*The task*
Which lines in the entries below contain the word "then"? Pull out every such line and copy it in full.

*Data under study*

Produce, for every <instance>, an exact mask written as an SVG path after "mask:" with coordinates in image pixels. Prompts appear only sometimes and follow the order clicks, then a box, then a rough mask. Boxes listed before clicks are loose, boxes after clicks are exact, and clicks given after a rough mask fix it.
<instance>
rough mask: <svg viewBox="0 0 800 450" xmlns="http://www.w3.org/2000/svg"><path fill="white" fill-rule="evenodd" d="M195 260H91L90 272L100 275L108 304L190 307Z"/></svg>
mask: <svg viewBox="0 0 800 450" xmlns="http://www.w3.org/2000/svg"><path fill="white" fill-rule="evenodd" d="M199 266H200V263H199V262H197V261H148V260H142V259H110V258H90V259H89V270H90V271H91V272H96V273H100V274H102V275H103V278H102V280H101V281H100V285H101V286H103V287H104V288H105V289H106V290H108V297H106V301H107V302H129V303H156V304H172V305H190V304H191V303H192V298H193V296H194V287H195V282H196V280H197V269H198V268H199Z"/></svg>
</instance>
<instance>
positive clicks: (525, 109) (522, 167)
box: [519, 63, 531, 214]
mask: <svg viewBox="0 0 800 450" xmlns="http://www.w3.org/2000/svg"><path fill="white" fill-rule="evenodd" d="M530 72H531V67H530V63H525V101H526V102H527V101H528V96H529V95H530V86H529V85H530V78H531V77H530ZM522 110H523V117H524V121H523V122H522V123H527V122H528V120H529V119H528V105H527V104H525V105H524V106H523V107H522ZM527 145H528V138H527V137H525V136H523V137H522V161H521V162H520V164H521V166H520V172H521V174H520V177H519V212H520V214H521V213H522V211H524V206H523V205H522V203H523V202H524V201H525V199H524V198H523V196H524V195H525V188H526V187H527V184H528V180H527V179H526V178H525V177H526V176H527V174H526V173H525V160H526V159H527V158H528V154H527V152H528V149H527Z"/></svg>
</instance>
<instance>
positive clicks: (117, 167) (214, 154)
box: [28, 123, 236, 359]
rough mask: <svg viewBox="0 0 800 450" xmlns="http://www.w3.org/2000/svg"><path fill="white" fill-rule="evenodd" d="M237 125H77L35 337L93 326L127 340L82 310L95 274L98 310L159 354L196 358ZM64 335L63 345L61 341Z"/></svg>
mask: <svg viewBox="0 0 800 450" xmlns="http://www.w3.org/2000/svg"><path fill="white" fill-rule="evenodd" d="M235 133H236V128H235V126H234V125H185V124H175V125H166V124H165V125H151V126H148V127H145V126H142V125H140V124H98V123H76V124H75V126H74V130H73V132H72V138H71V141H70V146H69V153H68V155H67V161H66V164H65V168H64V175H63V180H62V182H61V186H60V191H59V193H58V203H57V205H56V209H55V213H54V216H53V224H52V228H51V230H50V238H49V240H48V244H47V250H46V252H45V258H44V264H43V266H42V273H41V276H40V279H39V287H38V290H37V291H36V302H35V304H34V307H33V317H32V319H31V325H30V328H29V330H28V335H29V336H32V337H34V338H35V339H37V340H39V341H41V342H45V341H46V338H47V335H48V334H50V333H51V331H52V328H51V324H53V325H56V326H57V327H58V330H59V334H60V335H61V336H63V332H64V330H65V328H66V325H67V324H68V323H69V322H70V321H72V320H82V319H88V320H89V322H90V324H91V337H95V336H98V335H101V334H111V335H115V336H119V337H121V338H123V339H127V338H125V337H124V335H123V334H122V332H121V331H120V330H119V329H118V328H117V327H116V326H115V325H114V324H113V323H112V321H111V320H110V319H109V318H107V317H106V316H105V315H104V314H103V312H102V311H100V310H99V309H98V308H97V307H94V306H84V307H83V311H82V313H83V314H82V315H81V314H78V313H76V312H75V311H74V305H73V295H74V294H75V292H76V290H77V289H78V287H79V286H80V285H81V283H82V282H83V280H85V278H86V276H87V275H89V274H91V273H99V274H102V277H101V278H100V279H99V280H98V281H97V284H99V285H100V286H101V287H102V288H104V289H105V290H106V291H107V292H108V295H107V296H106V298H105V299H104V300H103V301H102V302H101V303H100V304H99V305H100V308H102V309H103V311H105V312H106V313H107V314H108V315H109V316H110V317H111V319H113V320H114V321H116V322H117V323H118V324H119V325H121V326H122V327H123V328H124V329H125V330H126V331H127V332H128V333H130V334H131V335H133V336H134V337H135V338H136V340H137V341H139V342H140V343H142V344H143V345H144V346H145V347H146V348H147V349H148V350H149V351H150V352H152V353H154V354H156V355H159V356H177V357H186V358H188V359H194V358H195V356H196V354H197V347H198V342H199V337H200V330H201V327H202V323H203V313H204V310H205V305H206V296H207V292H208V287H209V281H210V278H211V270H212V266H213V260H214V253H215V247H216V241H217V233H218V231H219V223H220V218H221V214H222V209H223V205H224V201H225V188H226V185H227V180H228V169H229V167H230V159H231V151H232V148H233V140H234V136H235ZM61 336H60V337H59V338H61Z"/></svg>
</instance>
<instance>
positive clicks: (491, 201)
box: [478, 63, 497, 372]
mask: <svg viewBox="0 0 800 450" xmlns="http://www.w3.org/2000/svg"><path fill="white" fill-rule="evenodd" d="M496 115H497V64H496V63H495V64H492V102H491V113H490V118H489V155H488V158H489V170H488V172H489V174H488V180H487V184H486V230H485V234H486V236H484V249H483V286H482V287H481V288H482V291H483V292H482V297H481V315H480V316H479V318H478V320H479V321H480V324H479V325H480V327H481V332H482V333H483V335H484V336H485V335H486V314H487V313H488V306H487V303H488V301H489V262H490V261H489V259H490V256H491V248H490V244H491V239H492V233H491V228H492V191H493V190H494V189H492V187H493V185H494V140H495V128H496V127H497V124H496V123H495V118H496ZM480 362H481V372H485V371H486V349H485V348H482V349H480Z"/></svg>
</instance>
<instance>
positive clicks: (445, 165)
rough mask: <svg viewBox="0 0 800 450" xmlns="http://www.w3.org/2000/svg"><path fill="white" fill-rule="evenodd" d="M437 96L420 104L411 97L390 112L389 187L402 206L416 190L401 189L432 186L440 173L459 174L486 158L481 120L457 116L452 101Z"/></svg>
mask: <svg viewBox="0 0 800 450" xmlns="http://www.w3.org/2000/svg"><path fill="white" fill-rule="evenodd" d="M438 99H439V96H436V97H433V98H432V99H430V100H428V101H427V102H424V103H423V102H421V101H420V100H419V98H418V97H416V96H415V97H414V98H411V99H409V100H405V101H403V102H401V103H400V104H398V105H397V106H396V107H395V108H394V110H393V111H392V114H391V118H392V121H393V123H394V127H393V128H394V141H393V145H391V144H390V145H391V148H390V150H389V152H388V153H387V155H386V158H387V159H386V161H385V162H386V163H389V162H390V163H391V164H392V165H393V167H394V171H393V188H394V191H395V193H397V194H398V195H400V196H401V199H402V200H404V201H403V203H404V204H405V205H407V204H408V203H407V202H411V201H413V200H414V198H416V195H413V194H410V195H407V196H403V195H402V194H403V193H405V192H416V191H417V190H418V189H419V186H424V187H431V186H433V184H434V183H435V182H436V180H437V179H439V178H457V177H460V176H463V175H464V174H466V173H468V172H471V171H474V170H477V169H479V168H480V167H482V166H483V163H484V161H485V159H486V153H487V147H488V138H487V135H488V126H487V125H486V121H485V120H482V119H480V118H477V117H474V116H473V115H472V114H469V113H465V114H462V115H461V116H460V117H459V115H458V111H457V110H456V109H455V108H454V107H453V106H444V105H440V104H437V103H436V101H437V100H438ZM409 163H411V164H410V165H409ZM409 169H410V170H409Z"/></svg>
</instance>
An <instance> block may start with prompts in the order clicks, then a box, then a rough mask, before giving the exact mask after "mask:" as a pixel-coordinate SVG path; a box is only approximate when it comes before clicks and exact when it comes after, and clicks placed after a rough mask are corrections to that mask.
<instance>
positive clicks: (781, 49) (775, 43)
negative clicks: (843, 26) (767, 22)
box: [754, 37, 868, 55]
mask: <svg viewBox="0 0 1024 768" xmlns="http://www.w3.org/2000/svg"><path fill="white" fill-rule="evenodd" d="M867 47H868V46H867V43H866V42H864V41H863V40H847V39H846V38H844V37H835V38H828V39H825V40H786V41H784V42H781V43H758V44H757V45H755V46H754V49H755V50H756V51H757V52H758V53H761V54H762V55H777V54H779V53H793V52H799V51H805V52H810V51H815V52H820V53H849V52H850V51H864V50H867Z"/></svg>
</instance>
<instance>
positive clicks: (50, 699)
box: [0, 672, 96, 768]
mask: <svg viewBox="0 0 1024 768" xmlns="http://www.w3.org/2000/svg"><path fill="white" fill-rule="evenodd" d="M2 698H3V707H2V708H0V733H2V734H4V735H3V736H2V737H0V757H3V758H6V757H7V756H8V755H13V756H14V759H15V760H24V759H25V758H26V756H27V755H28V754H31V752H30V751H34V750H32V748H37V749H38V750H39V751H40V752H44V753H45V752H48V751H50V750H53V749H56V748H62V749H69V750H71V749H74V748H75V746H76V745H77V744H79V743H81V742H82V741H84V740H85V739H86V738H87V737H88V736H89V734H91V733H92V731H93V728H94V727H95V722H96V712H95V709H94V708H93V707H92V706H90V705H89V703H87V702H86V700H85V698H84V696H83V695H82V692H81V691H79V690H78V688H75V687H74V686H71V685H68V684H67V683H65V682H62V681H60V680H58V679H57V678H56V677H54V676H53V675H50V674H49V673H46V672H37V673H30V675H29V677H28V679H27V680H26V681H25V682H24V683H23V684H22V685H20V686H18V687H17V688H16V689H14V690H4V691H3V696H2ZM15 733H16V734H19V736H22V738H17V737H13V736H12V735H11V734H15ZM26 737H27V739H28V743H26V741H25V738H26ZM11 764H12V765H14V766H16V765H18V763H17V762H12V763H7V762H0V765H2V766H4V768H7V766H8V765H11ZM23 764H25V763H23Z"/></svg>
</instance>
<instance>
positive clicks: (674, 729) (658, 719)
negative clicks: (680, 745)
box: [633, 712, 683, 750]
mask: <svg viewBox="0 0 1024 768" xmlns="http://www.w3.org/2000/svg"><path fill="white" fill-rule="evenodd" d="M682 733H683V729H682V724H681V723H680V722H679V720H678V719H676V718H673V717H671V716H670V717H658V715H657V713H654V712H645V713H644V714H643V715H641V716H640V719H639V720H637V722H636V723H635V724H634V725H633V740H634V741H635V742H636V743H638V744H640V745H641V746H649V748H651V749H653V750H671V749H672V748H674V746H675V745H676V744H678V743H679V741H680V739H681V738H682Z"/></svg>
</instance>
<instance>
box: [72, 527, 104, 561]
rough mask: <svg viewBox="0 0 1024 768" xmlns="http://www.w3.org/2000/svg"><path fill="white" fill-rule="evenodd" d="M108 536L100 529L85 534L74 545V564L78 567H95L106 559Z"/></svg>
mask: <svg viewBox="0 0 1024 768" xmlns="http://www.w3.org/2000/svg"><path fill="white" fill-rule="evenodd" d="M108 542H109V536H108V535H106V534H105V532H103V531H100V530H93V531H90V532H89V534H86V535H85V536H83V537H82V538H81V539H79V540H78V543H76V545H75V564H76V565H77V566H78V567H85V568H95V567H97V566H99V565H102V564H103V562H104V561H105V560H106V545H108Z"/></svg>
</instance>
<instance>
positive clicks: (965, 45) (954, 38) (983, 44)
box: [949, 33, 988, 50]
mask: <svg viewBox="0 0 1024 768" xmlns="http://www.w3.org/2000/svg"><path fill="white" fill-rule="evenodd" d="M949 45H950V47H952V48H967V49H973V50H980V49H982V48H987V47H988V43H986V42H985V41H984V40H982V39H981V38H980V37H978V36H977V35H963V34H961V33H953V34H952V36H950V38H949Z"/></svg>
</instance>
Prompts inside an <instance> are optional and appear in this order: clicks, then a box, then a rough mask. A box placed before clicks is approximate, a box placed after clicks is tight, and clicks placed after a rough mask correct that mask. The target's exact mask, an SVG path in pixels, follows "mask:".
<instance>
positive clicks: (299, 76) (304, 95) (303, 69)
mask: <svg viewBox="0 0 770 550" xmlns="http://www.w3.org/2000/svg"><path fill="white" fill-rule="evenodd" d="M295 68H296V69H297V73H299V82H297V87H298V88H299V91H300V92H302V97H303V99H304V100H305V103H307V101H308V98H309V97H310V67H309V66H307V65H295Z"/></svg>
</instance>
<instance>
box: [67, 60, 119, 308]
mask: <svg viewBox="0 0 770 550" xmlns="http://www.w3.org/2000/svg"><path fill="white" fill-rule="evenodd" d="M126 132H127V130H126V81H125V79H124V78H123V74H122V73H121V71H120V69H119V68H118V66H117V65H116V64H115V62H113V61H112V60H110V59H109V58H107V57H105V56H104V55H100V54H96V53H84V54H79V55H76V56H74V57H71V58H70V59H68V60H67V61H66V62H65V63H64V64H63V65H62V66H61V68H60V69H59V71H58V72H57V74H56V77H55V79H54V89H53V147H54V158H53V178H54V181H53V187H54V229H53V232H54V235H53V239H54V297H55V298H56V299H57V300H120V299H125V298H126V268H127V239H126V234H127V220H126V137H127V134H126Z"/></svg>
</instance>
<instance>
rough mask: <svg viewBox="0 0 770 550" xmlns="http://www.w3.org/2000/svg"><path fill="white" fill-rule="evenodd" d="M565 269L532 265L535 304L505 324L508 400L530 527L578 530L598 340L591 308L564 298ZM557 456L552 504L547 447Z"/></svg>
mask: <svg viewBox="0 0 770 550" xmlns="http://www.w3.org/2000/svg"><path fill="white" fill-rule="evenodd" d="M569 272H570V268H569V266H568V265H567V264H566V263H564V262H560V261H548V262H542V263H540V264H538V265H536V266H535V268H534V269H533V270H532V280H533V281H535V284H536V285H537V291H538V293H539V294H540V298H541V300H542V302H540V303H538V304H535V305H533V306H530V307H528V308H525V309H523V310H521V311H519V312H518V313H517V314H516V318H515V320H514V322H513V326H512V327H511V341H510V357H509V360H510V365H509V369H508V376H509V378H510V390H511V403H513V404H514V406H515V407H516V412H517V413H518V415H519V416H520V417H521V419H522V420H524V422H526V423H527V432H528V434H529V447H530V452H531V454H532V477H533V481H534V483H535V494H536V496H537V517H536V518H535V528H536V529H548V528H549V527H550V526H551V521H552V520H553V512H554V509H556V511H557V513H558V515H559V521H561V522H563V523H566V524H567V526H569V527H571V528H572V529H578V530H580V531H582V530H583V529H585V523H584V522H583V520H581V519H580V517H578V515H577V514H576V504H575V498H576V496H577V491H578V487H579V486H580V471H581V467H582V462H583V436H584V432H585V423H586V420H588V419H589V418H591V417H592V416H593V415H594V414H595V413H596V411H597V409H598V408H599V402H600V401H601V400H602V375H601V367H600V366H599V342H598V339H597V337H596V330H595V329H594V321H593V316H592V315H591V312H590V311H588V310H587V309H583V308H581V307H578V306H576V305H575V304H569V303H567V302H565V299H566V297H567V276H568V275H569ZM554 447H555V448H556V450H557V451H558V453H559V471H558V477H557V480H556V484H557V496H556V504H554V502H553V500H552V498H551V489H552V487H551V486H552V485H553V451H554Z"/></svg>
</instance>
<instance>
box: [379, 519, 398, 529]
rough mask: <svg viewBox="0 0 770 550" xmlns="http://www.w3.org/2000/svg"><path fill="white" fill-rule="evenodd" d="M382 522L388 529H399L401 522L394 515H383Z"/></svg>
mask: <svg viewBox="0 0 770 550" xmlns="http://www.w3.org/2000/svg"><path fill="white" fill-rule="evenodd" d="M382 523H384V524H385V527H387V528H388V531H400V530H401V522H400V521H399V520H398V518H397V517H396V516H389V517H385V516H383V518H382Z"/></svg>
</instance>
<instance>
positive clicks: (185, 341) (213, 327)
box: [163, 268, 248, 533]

*Reply to the task*
Produce, for every <instance>, an exact mask written as an SVG path after "mask:" with coordinates in image pixels. Prompts appear only sometimes and follow the order clicks, then a box, then a rough mask. Boxes listed before clicks are loose, boxes after clicks are exact, and clicks given after a rough mask fix it.
An <instance> block may start with prompts in the order clicks, then a box, then a rough mask, before giving the exact mask after "mask:" as a pixel-coordinate SVG path; a box is only approximate when it comes before clicks and exact when it comes after, and clicks placed after a rough mask are corrections to that mask.
Prompts inside an <instance> are optional and appear in this order: clicks, then a box, then a rough mask. A box placed before clicks is approximate, a box placed after clicks is tight, and clicks placed after a rough mask correct that mask. The target's exact mask, an SVG path in pixels, follows "mask:".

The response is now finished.